* [Material provided]:
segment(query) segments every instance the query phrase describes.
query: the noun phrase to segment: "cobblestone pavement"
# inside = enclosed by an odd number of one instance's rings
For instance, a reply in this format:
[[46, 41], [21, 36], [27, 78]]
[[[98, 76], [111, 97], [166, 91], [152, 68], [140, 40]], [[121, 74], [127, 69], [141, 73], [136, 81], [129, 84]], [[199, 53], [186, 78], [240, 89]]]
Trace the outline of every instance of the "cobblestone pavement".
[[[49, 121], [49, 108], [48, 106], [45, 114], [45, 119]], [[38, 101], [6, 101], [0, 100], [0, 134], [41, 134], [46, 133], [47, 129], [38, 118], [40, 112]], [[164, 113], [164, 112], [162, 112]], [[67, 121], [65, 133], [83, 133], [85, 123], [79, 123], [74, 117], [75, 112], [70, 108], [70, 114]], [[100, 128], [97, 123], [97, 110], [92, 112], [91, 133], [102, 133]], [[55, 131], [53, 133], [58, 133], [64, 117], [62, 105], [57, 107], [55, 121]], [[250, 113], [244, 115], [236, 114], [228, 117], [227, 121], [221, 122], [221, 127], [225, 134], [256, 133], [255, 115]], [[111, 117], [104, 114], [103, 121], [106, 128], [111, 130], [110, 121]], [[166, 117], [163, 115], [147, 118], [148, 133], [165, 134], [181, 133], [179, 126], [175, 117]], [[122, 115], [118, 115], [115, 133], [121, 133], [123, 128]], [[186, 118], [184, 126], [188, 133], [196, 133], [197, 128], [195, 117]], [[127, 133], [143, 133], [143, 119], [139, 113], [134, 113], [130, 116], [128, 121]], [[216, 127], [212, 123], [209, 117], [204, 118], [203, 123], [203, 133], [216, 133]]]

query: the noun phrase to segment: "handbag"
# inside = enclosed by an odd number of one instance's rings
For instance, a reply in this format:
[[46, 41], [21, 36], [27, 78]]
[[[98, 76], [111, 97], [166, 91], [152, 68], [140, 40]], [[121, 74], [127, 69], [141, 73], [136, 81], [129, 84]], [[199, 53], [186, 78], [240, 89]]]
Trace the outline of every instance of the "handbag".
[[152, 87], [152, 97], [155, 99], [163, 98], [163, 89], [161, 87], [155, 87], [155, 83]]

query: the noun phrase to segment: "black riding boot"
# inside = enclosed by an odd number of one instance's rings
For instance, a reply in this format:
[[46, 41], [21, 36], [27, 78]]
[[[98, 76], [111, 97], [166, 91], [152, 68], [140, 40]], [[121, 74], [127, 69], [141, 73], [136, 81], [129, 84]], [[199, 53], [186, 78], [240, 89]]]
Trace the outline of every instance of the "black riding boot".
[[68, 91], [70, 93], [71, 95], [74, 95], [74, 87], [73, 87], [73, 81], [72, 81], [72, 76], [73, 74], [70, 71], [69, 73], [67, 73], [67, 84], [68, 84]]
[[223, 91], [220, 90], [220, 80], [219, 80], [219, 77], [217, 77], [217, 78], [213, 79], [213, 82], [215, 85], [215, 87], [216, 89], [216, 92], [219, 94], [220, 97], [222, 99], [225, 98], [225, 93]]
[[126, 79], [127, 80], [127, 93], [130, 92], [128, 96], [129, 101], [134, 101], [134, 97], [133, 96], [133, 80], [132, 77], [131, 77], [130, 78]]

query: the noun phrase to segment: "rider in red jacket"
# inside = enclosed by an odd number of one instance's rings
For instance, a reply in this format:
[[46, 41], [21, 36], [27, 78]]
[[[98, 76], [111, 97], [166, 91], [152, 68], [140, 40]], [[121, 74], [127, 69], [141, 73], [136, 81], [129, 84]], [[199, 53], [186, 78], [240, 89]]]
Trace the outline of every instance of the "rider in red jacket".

* [Exercise description]:
Copy all the items above verbatim, line for line.

* [Task solution]:
segment(query) segments every instance the query phrase describes.
query: the noun phrase to segment: "cobblestone pavement"
# inside = enclosed by an odd number of one instance's rings
For instance, a reply in this format:
[[46, 41], [21, 36], [27, 78]]
[[[98, 76], [111, 97], [166, 91], [152, 68], [140, 40]], [[121, 74], [127, 69], [141, 73], [136, 81], [129, 84]], [[199, 53], [186, 78], [240, 89]]]
Trace the outline of every instance of the "cobblestone pavement".
[[[49, 121], [49, 108], [48, 106], [45, 114], [45, 119]], [[38, 101], [6, 101], [0, 100], [0, 134], [41, 134], [46, 133], [47, 129], [38, 118], [40, 112]], [[164, 113], [164, 112], [162, 112]], [[67, 121], [65, 133], [83, 133], [85, 123], [79, 123], [74, 117], [75, 112], [70, 108], [70, 114]], [[100, 128], [97, 123], [97, 110], [92, 112], [91, 133], [102, 133]], [[55, 131], [53, 133], [58, 133], [64, 117], [62, 105], [57, 107], [55, 121]], [[250, 113], [244, 115], [236, 114], [228, 117], [227, 121], [221, 122], [221, 127], [225, 134], [256, 133], [255, 115]], [[111, 117], [104, 114], [103, 121], [106, 128], [111, 130], [110, 121]], [[166, 117], [163, 115], [147, 118], [148, 133], [165, 134], [181, 133], [179, 126], [175, 117]], [[122, 115], [118, 115], [115, 133], [121, 133], [123, 128]], [[186, 118], [184, 126], [188, 133], [196, 133], [197, 128], [195, 117]], [[127, 133], [143, 133], [143, 119], [139, 113], [134, 113], [130, 116], [128, 121]], [[216, 127], [212, 123], [209, 117], [204, 118], [203, 123], [203, 133], [216, 133]]]

query: the noun phrase to segment: "handbag"
# inside = enclosed by an odd number of one instance's rings
For instance, a reply in this format:
[[46, 41], [21, 36], [27, 78]]
[[[98, 76], [111, 97], [166, 91], [152, 68], [140, 40]], [[121, 74], [127, 69], [141, 73], [136, 81], [129, 84]], [[199, 53], [186, 78], [240, 89]]]
Trace the outline of every instance of the "handbag".
[[152, 87], [152, 97], [155, 99], [163, 98], [163, 89], [161, 87], [155, 87], [155, 83]]

query: the noun phrase to segment: "black riding boot"
# inside = enclosed by an odd number of one instance's rings
For instance, a reply in this format:
[[46, 41], [21, 36], [27, 78]]
[[[98, 76], [111, 97], [166, 91], [152, 68], [140, 40]], [[121, 74], [127, 69], [141, 73], [136, 81], [129, 84]], [[199, 53], [186, 78], [240, 89]]]
Trace the outline of every instance of the "black riding boot".
[[68, 91], [70, 93], [71, 95], [74, 95], [74, 87], [73, 87], [73, 81], [72, 81], [72, 76], [73, 74], [70, 71], [69, 73], [67, 73], [67, 84], [68, 84]]
[[223, 91], [220, 90], [220, 80], [219, 80], [219, 77], [217, 77], [217, 78], [213, 79], [213, 82], [215, 85], [215, 87], [216, 89], [216, 92], [219, 94], [220, 97], [222, 99], [225, 98], [225, 93]]
[[126, 79], [127, 80], [127, 93], [130, 92], [128, 96], [129, 101], [134, 101], [134, 97], [133, 96], [133, 80], [132, 77], [131, 77], [130, 78]]

query: the noun phrase to segment: "rider in red jacket"
# inside = enclosed by an odd number of one instance's rings
For instance, a reply in this format:
[[46, 41], [21, 36], [27, 78]]
[[[98, 76], [111, 97], [166, 91], [152, 68], [140, 40]], [[121, 74], [127, 69], [141, 73], [136, 81], [129, 84]], [[199, 53], [186, 78], [240, 89]]]
Trace the outline of every instance of the "rider in red jacket".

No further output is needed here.